**Dataset records**
━━━━━━

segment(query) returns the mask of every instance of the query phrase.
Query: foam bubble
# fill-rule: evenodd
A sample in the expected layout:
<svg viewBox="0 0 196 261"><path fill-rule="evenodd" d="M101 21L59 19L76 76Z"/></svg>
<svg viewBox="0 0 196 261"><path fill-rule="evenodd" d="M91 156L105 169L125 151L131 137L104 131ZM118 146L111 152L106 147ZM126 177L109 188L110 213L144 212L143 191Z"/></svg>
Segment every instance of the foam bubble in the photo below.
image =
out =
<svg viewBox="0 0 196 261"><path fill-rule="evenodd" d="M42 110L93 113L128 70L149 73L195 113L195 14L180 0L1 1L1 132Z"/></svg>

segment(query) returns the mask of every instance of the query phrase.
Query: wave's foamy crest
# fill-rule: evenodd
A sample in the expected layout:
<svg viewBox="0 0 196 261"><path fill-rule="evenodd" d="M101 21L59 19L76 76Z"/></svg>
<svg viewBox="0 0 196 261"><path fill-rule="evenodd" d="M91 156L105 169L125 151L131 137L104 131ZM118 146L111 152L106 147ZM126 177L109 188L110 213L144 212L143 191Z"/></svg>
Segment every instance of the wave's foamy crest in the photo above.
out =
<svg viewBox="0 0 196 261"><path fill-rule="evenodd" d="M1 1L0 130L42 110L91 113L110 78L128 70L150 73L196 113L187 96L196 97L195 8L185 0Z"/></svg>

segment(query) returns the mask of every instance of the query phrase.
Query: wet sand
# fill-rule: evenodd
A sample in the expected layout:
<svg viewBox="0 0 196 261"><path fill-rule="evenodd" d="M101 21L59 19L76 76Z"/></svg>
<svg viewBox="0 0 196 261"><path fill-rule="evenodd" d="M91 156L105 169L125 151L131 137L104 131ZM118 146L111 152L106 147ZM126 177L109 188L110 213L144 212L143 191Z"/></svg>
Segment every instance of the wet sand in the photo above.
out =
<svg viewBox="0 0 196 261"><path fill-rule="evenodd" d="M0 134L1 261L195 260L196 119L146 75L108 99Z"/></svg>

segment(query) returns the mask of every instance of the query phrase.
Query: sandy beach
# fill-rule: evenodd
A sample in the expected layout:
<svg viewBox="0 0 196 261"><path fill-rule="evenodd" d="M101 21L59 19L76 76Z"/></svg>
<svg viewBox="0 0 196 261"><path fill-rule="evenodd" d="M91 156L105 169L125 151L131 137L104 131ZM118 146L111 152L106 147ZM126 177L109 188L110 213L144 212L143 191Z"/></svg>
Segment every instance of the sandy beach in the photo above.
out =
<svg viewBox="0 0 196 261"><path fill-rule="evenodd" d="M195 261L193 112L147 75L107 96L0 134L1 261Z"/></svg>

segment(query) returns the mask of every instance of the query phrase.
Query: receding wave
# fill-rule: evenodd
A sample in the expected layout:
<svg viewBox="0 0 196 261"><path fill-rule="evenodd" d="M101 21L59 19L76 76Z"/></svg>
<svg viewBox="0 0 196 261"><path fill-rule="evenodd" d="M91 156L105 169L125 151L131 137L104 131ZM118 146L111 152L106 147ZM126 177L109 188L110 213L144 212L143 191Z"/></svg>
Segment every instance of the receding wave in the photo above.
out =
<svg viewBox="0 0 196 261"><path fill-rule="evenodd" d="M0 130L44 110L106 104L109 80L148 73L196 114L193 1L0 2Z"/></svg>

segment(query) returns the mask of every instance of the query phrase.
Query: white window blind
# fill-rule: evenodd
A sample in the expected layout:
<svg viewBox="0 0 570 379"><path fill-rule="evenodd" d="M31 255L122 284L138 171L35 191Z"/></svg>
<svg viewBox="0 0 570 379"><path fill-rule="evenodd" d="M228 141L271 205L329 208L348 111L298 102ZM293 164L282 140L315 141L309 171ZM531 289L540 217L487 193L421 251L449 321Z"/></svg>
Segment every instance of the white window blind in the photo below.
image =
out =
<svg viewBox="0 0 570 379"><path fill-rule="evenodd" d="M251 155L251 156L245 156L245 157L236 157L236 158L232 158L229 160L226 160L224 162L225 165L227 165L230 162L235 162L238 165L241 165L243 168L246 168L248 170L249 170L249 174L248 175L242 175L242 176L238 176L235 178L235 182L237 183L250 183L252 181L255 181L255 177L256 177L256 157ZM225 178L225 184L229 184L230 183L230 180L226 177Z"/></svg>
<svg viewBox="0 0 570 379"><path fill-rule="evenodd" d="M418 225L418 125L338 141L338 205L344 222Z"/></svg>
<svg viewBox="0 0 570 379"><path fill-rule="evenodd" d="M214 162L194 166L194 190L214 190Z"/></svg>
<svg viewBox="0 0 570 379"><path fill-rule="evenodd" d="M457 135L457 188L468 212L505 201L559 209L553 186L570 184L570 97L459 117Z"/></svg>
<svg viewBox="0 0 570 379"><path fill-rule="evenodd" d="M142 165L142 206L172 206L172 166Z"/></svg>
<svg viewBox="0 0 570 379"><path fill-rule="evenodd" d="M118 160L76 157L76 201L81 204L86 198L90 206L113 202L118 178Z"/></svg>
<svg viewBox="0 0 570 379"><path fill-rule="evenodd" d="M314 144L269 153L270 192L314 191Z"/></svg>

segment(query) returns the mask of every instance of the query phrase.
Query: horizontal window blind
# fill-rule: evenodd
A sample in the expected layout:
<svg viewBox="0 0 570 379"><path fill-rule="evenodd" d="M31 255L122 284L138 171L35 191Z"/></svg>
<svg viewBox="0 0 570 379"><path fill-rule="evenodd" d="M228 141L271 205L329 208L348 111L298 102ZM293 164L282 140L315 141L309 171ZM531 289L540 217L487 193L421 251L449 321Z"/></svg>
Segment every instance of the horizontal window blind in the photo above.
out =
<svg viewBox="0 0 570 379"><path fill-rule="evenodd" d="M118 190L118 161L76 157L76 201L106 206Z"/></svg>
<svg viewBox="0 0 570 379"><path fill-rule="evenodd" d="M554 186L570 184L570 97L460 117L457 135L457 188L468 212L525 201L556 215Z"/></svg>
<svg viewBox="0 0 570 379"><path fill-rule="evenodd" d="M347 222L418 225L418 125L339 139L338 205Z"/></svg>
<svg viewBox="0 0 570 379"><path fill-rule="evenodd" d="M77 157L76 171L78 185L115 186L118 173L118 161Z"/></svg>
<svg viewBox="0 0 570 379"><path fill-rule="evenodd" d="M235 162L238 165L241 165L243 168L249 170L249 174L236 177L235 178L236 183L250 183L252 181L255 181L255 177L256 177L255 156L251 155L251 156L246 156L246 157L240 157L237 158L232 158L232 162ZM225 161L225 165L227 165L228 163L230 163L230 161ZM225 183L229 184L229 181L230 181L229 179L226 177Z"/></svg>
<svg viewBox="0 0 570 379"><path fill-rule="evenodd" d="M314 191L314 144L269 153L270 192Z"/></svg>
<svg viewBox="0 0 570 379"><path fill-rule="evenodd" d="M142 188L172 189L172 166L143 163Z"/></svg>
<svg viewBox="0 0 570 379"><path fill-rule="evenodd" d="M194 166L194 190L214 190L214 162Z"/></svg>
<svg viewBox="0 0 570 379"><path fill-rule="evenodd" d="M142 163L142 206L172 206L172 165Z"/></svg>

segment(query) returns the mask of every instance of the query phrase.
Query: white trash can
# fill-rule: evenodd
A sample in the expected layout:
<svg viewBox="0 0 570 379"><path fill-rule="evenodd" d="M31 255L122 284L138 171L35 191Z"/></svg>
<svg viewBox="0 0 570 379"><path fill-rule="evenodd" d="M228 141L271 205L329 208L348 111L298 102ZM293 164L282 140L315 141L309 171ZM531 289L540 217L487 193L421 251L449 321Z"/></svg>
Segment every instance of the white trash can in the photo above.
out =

━━━━━━

**Requirements**
Copy out all of the lines above exactly as they appear.

**Exercise response**
segment(query) returns the mask of every instance of the query phrase.
Query: foam bubble
# fill-rule: evenodd
A sample in the expected layout:
<svg viewBox="0 0 196 261"><path fill-rule="evenodd" d="M101 21L59 19L76 76Z"/></svg>
<svg viewBox="0 0 196 261"><path fill-rule="evenodd" d="M91 156L105 169L125 151L131 137L104 131ZM118 146L111 152L106 147ZM126 177L109 188L110 213L144 212L143 191Z"/></svg>
Segment every instance of the foam bubble in the photo below.
image =
out =
<svg viewBox="0 0 196 261"><path fill-rule="evenodd" d="M42 110L93 113L128 70L149 73L195 113L195 14L180 0L1 1L1 132Z"/></svg>

segment(query) returns the mask of every instance of the query phrase.
Query: wave's foamy crest
# fill-rule: evenodd
A sample in the expected layout:
<svg viewBox="0 0 196 261"><path fill-rule="evenodd" d="M101 21L59 19L76 76Z"/></svg>
<svg viewBox="0 0 196 261"><path fill-rule="evenodd" d="M91 156L105 169L125 151L131 137L104 131ZM118 146L111 152L106 147ZM126 177L109 188L110 213L144 212L143 191Z"/></svg>
Segment every instance of the wave's foamy crest in the photo above.
out =
<svg viewBox="0 0 196 261"><path fill-rule="evenodd" d="M1 1L0 130L42 110L91 113L110 78L128 70L150 73L196 113L187 96L196 97L195 8L185 0Z"/></svg>

segment(query) returns the mask of every instance of the query phrase.
Query: wet sand
# fill-rule: evenodd
A sample in the expected layout:
<svg viewBox="0 0 196 261"><path fill-rule="evenodd" d="M101 21L59 19L76 76Z"/></svg>
<svg viewBox="0 0 196 261"><path fill-rule="evenodd" d="M91 156L105 169L125 151L131 137L104 131ZM118 146L111 152L106 147ZM126 177L109 188L110 213L144 212L143 191Z"/></svg>
Segment every instance of the wet sand in the photo above.
out =
<svg viewBox="0 0 196 261"><path fill-rule="evenodd" d="M0 134L1 261L195 260L196 119L146 75L108 99Z"/></svg>

segment(query) returns the mask of every instance of the query phrase.
Query: sandy beach
# fill-rule: evenodd
A sample in the expected layout:
<svg viewBox="0 0 196 261"><path fill-rule="evenodd" d="M101 21L59 19L76 76Z"/></svg>
<svg viewBox="0 0 196 261"><path fill-rule="evenodd" d="M91 156L105 169L125 151L131 137L104 131ZM118 146L111 152L106 147ZM126 177L109 188L110 213L144 212L143 191Z"/></svg>
Segment every instance of the sandy beach in the photo above.
out =
<svg viewBox="0 0 196 261"><path fill-rule="evenodd" d="M195 261L193 112L147 75L107 96L0 134L1 261Z"/></svg>

segment(query) returns the mask of every instance of the query phrase.
Query: receding wave
# fill-rule: evenodd
A sample in the expected layout:
<svg viewBox="0 0 196 261"><path fill-rule="evenodd" d="M101 21L59 19L76 76Z"/></svg>
<svg viewBox="0 0 196 261"><path fill-rule="evenodd" d="M91 156L105 169L125 151L131 137L104 131ZM118 146L111 152L106 147ZM126 177L109 188L110 213L144 212L143 191Z"/></svg>
Segment every instance of the receding wave in the photo above.
out =
<svg viewBox="0 0 196 261"><path fill-rule="evenodd" d="M0 130L44 110L106 104L109 80L148 73L196 114L193 1L0 2Z"/></svg>

segment(query) returns the mask of every instance of the query phrase.
Query: white window blind
# fill-rule: evenodd
A sample in the expected layout:
<svg viewBox="0 0 570 379"><path fill-rule="evenodd" d="M31 255L122 284L138 171L35 191Z"/></svg>
<svg viewBox="0 0 570 379"><path fill-rule="evenodd" d="M228 141L271 205L329 208L348 111L298 102ZM293 164L282 140L315 141L309 171ZM531 289L540 217L487 193L421 251L449 321Z"/></svg>
Segment every instance of the white window blind in the photo below.
image =
out =
<svg viewBox="0 0 570 379"><path fill-rule="evenodd" d="M251 155L251 156L245 156L245 157L236 157L236 158L232 158L229 160L226 160L224 162L225 165L227 165L230 162L235 162L238 165L241 165L243 168L246 168L248 170L249 170L249 174L248 175L242 175L242 176L238 176L235 178L235 182L237 183L250 183L252 181L255 181L255 177L256 177L256 157ZM225 178L225 184L229 184L230 183L230 180L226 177Z"/></svg>
<svg viewBox="0 0 570 379"><path fill-rule="evenodd" d="M418 225L418 125L338 141L338 205L344 222Z"/></svg>
<svg viewBox="0 0 570 379"><path fill-rule="evenodd" d="M214 162L194 166L194 190L214 190Z"/></svg>
<svg viewBox="0 0 570 379"><path fill-rule="evenodd" d="M457 135L457 188L468 212L505 201L559 209L553 186L570 184L570 97L459 117Z"/></svg>
<svg viewBox="0 0 570 379"><path fill-rule="evenodd" d="M142 165L142 206L172 206L172 166Z"/></svg>
<svg viewBox="0 0 570 379"><path fill-rule="evenodd" d="M118 160L76 157L76 201L81 204L86 198L90 206L113 202L118 178Z"/></svg>
<svg viewBox="0 0 570 379"><path fill-rule="evenodd" d="M314 144L269 153L270 192L314 191Z"/></svg>

segment(query) returns the mask of every instance of the query phrase.
Query: horizontal window blind
# fill-rule: evenodd
A sample in the expected layout:
<svg viewBox="0 0 570 379"><path fill-rule="evenodd" d="M31 255L122 284L138 171L35 191Z"/></svg>
<svg viewBox="0 0 570 379"><path fill-rule="evenodd" d="M228 141L271 205L329 208L348 111L298 102ZM293 164L282 140L315 141L309 171ZM531 289L540 217L487 193L421 251L449 321Z"/></svg>
Segment every instance of the horizontal window blind in the photo above.
out =
<svg viewBox="0 0 570 379"><path fill-rule="evenodd" d="M118 190L118 161L76 157L76 201L106 206Z"/></svg>
<svg viewBox="0 0 570 379"><path fill-rule="evenodd" d="M554 186L570 184L570 97L460 117L457 135L457 188L468 212L525 201L556 215Z"/></svg>
<svg viewBox="0 0 570 379"><path fill-rule="evenodd" d="M347 222L418 225L418 125L339 139L338 205Z"/></svg>
<svg viewBox="0 0 570 379"><path fill-rule="evenodd" d="M77 157L76 171L78 185L115 186L118 173L118 161Z"/></svg>
<svg viewBox="0 0 570 379"><path fill-rule="evenodd" d="M235 162L238 165L241 165L243 168L249 170L249 174L236 177L235 178L236 183L250 183L252 181L255 181L255 177L256 177L255 156L251 155L251 156L246 156L246 157L240 157L237 158L232 158L232 162ZM225 161L225 165L227 165L228 163L230 163L230 161ZM225 183L229 184L229 181L230 181L229 179L226 177Z"/></svg>
<svg viewBox="0 0 570 379"><path fill-rule="evenodd" d="M314 191L314 144L269 153L270 192Z"/></svg>
<svg viewBox="0 0 570 379"><path fill-rule="evenodd" d="M142 188L172 189L172 166L143 163Z"/></svg>
<svg viewBox="0 0 570 379"><path fill-rule="evenodd" d="M194 166L194 190L214 190L214 162Z"/></svg>
<svg viewBox="0 0 570 379"><path fill-rule="evenodd" d="M142 163L142 206L172 206L172 165Z"/></svg>

segment(query) returns the mask of every instance of the query phrase.
Query: white trash can
# fill-rule: evenodd
A sample in the expected layout:
<svg viewBox="0 0 570 379"><path fill-rule="evenodd" d="M31 255L122 284L138 171L35 191Z"/></svg>
<svg viewBox="0 0 570 379"><path fill-rule="evenodd" d="M228 141L271 205L329 208L348 111L298 102ZM293 164L282 140L315 141L309 171ZM531 289L540 217L487 193L421 251L449 321Z"/></svg>
Segment every instance of the white trash can in the photo above.
out =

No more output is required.